● **Фрагмент документа**
Со своей стороны, я полагаю, что нужно объявить (или высказать) конец этого Конца.
Заявление о конце Конца, этого Конца, неминуемо препровождает к новому открытию платоновского вопроса.
Не для того, чтобы восстановить предписательную фигуру, от которой хочет избавиться современность, а для того, чтобы разобраться, не должен ли поддержать будущее нашей мысли другой платоновский жест.
У Платона меня уже давно поражает необыкновенный переворот, происходящий между «Апологией Сократа» и, скажем, X книгой «Законов». Ибо платоновское размышление коренится в вопросе: почему был убит Сократ?
А завершается своего рода ночным терроризмом, установлением репрессивного аппарата, карающего нечестивость и развратителей молодежи — два основных обвинения, которые привели к казни Сократа. Словно в конце нужно сказать, что Сократ был осужден на смерть на законном основании. Действительно значимо, что тот, кто говорит об этом в «Законах», назван Афинянином. Вслед за Сократом, изображенным в жизни его мысли, приходит родовой представитель Полиса, который вновь выносит решение — против Сократа и за неумолимое постоянство уголовных законов.
Этот переворот наводит меня на мысль, что нет одного платоновского основания философии, одного вступительного жеста, например жеста метафизического. А есть, скорее, обустройство философской расстановки, сопровождающееся, сопровождаемое все более и более чрезмерным напряжением, подвергающим эту расстановку своего рода катастрофе.
Я хотел бы, таким образом, продумать следующий вопрос: что же изначально подвергает философию в ее предельной точке той катастрофической индукции, что переворачивает ее первичные данные? Вопрос, который можно сформулировать и так: чем же поступился Платон в своей траектории, которая ведет от апоретических диалогов к уголовным предписаниям?
Чтобы ответить на этот вопрос, нужно исходить из той стихии, в которой философия установилась как особое мыслительное место. Центральная категория «классической» философии — конечно же, истина. Но каков статус этой категории? Внимательное изучение Платона, которое я не могу здесь пересказывать[6], привело в результате к следующим тезисам:
1. Прежде философии — и «прежде» здесь не временное — имеются истины. Они разнородны и действуют внутри реальности независимо от философии. Платон называет их «прямыми мнениями», или, в частном математическом случае, «высказываниями на основе гипотез». Эти истины связаны с четырьмя возможными регистрами, систематично разрабатываемыми Платоном. Четыре множественные места, в которых повторяются определенные истины, суть математика, искусство, политика и любовная встреча. Таковы фактические, исторические — или дорефлексивные — условия философии.
2. Философия есть мыслительная конструкция, в которой вопреки софистике провозглашается, что имеются истины. Но это центральное провозглашение предполагает одну чисто философскую категорию, категорию Истины, через которую сразу заявляется и что истины «имеются», и что они совозможны в своей множественности, каковой совозможности философия предоставляет приют и убежище. Эта Истина одновременно обозначает и множественное состояние вещей (имеются разнородные истины), и единство мысли.
Высказывание «имеются истины» побуждает философию к мысли о бытии.
Высказывание «истины для мысли совозможны» побуждает философию к мысли о едином времени мысли.

● **Выдержки из записей**

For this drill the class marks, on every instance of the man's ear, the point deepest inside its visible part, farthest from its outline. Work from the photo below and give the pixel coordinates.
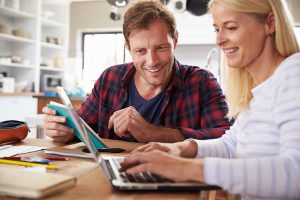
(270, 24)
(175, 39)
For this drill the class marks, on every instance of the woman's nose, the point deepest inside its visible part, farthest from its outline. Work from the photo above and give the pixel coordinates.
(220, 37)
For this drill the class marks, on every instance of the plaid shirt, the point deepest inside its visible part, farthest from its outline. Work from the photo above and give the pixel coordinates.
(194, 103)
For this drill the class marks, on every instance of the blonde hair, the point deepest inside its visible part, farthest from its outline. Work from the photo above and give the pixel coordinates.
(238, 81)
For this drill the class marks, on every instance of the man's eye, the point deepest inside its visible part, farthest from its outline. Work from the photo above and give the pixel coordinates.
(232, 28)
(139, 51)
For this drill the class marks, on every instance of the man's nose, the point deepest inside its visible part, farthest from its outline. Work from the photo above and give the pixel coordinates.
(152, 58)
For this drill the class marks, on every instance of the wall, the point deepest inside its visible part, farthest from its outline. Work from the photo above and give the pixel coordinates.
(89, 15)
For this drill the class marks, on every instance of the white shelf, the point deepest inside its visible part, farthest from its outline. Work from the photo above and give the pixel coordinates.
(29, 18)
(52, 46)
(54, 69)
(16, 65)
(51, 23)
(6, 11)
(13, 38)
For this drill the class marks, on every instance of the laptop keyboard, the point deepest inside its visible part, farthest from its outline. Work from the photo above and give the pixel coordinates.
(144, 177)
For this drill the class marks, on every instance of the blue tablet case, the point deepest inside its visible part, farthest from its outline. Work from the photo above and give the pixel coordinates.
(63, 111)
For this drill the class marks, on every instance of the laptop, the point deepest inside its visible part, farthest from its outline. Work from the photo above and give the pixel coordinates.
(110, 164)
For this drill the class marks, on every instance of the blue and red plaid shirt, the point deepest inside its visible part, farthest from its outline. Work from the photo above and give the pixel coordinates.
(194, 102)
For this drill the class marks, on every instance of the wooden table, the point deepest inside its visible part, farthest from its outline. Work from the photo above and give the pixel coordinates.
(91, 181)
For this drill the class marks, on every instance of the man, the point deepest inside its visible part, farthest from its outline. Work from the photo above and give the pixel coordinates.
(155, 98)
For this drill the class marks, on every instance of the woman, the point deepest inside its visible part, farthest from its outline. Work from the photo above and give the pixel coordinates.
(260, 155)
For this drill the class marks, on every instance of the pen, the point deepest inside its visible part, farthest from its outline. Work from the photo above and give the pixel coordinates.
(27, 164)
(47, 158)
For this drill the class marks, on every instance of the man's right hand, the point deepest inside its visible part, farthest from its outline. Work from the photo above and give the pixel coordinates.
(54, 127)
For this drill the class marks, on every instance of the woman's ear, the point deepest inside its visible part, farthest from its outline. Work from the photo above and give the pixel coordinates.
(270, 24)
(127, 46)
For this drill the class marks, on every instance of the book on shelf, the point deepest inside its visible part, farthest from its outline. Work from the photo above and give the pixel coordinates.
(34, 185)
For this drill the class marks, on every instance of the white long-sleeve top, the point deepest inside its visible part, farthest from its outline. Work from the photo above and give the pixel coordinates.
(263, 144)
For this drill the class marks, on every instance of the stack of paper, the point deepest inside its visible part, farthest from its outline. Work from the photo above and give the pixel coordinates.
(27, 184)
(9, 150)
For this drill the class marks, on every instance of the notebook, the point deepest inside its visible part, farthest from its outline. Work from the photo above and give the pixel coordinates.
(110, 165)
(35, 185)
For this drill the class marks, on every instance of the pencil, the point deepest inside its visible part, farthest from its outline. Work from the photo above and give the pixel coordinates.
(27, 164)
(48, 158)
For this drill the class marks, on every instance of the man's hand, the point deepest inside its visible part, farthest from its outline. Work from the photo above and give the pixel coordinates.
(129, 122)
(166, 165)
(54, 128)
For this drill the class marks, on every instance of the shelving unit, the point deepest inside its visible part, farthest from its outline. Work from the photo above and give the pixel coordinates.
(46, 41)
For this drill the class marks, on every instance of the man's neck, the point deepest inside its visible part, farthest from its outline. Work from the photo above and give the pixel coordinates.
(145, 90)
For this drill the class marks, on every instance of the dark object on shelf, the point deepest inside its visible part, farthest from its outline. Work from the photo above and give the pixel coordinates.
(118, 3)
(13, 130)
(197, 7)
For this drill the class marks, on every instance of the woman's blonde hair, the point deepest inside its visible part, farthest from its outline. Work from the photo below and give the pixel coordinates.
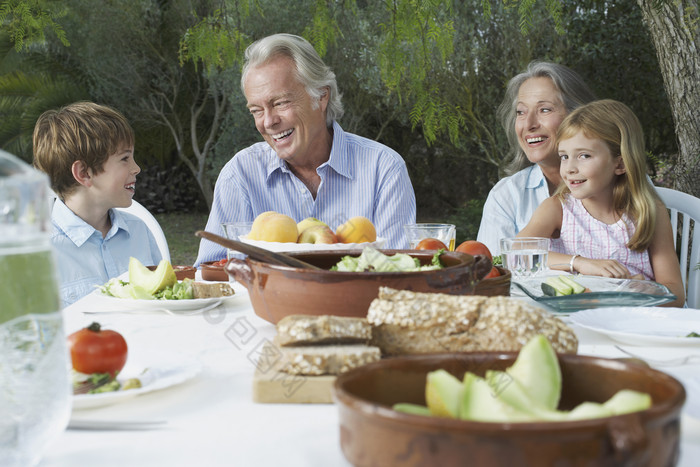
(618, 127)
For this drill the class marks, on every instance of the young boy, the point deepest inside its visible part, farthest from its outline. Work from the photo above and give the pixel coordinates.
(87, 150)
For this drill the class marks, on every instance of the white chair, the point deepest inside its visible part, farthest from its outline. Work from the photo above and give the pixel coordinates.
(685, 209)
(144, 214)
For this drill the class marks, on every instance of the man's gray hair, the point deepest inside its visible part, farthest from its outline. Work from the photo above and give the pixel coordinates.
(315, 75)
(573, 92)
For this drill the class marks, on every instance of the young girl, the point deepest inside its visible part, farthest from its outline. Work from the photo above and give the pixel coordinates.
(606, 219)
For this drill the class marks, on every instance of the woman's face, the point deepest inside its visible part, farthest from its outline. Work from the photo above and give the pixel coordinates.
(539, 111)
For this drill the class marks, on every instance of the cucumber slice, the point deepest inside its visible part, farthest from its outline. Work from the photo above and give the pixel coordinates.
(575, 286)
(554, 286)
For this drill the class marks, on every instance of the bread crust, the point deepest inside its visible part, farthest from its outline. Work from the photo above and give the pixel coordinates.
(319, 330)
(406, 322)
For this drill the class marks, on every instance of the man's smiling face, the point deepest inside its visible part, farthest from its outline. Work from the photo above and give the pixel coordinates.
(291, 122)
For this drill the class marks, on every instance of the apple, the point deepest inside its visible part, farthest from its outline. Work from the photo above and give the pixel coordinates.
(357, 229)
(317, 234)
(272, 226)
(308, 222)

● **Цель задания**
Назовите все регистры, в которых, согласно фрагменту о Платоне и философии, повторяются определенные истины.

● **Полный ответ**
Математика, искусство, политика и любовная встреча.